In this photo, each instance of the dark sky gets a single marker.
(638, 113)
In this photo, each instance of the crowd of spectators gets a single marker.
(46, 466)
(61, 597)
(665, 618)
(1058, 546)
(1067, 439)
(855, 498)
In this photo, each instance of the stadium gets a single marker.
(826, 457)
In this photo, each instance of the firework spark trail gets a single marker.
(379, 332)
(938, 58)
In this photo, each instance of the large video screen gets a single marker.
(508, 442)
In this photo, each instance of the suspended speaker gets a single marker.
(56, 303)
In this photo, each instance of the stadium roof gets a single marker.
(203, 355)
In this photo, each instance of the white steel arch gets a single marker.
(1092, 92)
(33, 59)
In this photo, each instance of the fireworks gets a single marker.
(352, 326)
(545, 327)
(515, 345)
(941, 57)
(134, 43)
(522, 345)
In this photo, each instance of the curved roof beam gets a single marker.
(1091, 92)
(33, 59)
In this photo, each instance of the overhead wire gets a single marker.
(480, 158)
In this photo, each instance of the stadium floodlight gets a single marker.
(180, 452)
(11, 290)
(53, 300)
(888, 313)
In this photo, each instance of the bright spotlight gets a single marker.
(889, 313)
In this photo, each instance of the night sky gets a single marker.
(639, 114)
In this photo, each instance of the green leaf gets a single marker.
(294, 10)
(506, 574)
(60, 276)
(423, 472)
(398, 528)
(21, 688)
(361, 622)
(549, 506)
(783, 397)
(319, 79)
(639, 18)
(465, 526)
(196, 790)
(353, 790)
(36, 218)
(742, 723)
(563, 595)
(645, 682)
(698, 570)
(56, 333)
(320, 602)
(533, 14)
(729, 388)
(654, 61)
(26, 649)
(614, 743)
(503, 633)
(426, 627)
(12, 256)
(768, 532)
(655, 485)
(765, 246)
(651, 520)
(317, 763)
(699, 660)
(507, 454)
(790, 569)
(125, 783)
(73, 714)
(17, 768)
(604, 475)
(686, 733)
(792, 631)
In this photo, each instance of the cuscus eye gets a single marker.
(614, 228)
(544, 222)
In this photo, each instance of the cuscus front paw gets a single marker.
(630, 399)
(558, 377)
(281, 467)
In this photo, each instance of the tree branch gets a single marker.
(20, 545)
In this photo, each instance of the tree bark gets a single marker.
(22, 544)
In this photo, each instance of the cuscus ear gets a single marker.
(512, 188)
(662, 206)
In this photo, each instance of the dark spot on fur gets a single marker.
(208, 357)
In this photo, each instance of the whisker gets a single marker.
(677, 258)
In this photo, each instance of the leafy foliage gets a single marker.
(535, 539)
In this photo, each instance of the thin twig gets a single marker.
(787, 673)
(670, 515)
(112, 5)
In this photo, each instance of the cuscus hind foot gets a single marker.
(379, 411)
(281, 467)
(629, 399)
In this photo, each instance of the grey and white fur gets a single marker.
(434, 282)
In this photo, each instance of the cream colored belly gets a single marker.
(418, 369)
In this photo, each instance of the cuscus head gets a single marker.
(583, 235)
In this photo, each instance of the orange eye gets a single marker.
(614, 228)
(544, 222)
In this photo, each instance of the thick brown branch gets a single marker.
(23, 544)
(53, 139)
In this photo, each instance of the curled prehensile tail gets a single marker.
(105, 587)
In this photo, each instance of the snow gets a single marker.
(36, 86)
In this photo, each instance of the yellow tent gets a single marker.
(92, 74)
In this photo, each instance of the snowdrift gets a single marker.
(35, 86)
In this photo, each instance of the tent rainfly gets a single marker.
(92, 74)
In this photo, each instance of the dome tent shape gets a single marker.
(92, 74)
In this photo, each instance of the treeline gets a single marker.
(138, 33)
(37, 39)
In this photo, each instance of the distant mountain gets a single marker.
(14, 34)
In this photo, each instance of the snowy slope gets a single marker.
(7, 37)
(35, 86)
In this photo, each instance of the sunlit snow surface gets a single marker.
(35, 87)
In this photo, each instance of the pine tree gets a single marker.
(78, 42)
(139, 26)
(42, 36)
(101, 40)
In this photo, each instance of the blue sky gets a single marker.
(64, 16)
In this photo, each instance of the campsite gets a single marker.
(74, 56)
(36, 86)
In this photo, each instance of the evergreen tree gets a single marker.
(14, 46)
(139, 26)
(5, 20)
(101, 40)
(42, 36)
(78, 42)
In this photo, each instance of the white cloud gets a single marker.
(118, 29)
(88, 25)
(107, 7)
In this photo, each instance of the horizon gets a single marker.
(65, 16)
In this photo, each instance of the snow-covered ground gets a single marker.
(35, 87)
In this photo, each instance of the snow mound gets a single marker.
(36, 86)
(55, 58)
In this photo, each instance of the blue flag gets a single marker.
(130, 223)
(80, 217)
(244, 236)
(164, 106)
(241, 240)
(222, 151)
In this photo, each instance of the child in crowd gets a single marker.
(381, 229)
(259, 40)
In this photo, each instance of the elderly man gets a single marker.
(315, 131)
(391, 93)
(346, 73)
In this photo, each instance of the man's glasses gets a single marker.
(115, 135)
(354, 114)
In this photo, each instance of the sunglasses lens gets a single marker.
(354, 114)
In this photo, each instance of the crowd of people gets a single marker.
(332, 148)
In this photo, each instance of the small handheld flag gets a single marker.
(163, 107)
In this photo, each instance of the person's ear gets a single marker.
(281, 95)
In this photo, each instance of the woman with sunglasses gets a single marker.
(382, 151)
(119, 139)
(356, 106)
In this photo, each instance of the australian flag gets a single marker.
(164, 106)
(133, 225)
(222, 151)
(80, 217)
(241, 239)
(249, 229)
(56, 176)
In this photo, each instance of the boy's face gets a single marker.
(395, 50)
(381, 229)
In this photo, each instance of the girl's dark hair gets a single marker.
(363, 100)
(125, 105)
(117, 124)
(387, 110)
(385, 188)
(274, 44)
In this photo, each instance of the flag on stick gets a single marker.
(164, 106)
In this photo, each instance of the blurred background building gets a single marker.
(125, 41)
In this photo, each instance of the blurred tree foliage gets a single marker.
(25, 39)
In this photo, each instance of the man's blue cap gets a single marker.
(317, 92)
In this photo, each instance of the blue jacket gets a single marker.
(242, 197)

Short problem: Copy out all of the material above again, word for word.

Answer to this problem:
In this photo, each instance of the dark sky gets a single marker.
(638, 113)
In this photo, each instance of the crowd of spectators gets a single marker.
(46, 466)
(61, 597)
(665, 618)
(1058, 546)
(1067, 439)
(855, 498)
In this photo, each instance of the stadium gets a single marker.
(826, 457)
In this photo, each instance of the firework spark trail gets a single marker.
(379, 332)
(938, 58)
In this photo, each instance of the large video screen gets a single marker.
(508, 442)
In this photo, each instance of the suspended speaker gets a single marker.
(56, 303)
In this photo, each instance of the stadium roof gets a single marker.
(203, 355)
In this photo, each instance of the white steel arch gets a single marker.
(1092, 92)
(33, 59)
In this photo, each instance of the fireworks gets a single marker.
(352, 326)
(545, 327)
(515, 345)
(941, 57)
(134, 43)
(522, 345)
In this photo, each instance of the curved roof beam gets a single marker.
(1091, 92)
(33, 59)
In this photo, each instance of the overhead wire gets a single marker.
(480, 158)
In this photo, each instance of the stadium floodlight gets a single marker.
(180, 452)
(11, 290)
(53, 300)
(888, 313)
In this photo, each instance of the bright spotlight gets a single marker.
(889, 313)
In this photo, each instance of the night sky gets a single marker.
(639, 114)
In this photo, each instance of the green leaf gets a single marker.
(294, 10)
(506, 574)
(60, 276)
(423, 472)
(398, 528)
(21, 688)
(361, 622)
(549, 506)
(783, 397)
(319, 79)
(639, 18)
(465, 526)
(196, 790)
(353, 790)
(36, 218)
(742, 723)
(563, 595)
(645, 682)
(698, 570)
(56, 333)
(320, 602)
(533, 14)
(729, 388)
(654, 61)
(26, 649)
(614, 743)
(503, 633)
(426, 627)
(12, 256)
(768, 532)
(655, 485)
(765, 246)
(651, 520)
(317, 763)
(699, 660)
(507, 454)
(790, 569)
(125, 783)
(73, 714)
(17, 768)
(604, 475)
(686, 733)
(792, 631)
In this photo, each instance of the cuscus eye gets a single marker.
(614, 228)
(544, 222)
In this photo, each instance of the cuscus front paw gets a single marker.
(630, 399)
(558, 377)
(281, 467)
In this photo, each instance of the tree branch gets a single marker.
(20, 545)
In this photo, each instance of the tree bark gets a single marker.
(22, 544)
In this photo, each instance of the cuscus ear gets a single marker.
(512, 188)
(662, 206)
In this photo, each instance of the dark spot on fur gets a single marker.
(208, 357)
In this photo, each instance of the whisker gets a single marker.
(677, 258)
In this photo, each instance of the leafy foliage gets a single marker.
(535, 539)
In this photo, each instance of the thin twig gets a single marker.
(787, 673)
(670, 515)
(112, 5)
In this photo, each instance of the cuscus hind foot gets a single marker.
(379, 411)
(281, 467)
(629, 399)
In this photo, each instance of the grey and white fur gets a single marker.
(434, 282)
In this photo, each instance of the cream colored belly gets a single marker.
(418, 369)
In this photo, each instance of the cuscus head gets a single marker.
(583, 235)
In this photo, each instance of the orange eye gets a single marker.
(614, 228)
(544, 222)
In this photo, each instance of the thick brown branch gets a single marker.
(23, 544)
(53, 139)
In this photo, each instance of the curled prehensile tail gets a single marker.
(105, 587)
In this photo, each instance of the snow gets a single marker.
(36, 86)
In this photo, each instance of the yellow tent gets a single marker.
(92, 74)
In this photo, each instance of the snowdrift gets a single marker.
(35, 86)
In this photo, each instance of the tent rainfly gets a single marker.
(92, 74)
In this photo, each instance of the dome tent shape gets a single marker.
(92, 74)
In this photo, each instance of the treeline gets a single marker.
(138, 33)
(37, 39)
In this photo, each instance of the distant mountain gets a single marker.
(14, 34)
In this photo, each instance of the snowy slope gets a single marker.
(7, 37)
(35, 86)
In this photo, each instance of the sunlit snow surface gets a single marker.
(35, 87)
In this photo, each instance of the pine tree gets a single marker.
(78, 42)
(139, 26)
(42, 36)
(101, 40)
In this photo, each instance of the blue sky gets a single marker.
(64, 16)
In this photo, each instance of the campsite gets a single marker.
(74, 56)
(36, 86)
In this photo, each instance of the evergreen tree gets a single marker.
(14, 46)
(139, 26)
(5, 20)
(101, 40)
(42, 36)
(78, 42)
In this photo, each instance of the white cloud gets a single marker.
(118, 29)
(88, 25)
(107, 7)
In this photo, each instance of the horizon gets a single marker.
(65, 16)
In this photo, each instance of the snow-covered ground gets a single marker.
(35, 87)
In this photo, each instance of the snow mound gets a single marker.
(36, 86)
(55, 58)
In this photo, each instance of the blue flag gets a single marker.
(130, 223)
(80, 217)
(244, 236)
(164, 106)
(241, 240)
(222, 151)
In this photo, each instance of the child in crowd gets a single marker.
(381, 229)
(259, 40)
In this photo, each instance of the elderly man gets a single marker.
(315, 131)
(391, 93)
(346, 73)
In this photo, each instance of the man's glasses gets a single marker.
(115, 135)
(354, 114)
In this photo, each instance of the sunglasses lens gets a single marker.
(354, 114)
In this photo, each instance of the crowd of people gets a single marker.
(332, 148)
In this photo, each instance of the small handheld flag gets a single marker.
(163, 107)
In this photo, each instance of the person's ear gets a single marker.
(281, 95)
In this photo, each instance of the woman with sunglasses gets a single marker.
(382, 151)
(119, 139)
(356, 106)
In this photo, each instance of the australian flag gets a single marker.
(164, 106)
(133, 225)
(222, 151)
(80, 217)
(241, 239)
(249, 229)
(56, 176)
In this photo, each instance of the boy's face gets a single marker.
(395, 50)
(381, 229)
In this photo, each instance of the girl's dark hair gets a single marker.
(363, 100)
(125, 105)
(117, 124)
(387, 110)
(385, 188)
(274, 44)
In this photo, each instance of the flag on stick gets a single marker.
(164, 106)
In this photo, each instance of the blurred background building gets a single marker.
(125, 41)
In this photo, each instance of the blurred tree foliage gets a single marker.
(25, 39)
In this photo, each instance of the man's blue cap gets a single marker.
(317, 92)
In this photo, each instance of the blue jacket gets a single marker.
(242, 197)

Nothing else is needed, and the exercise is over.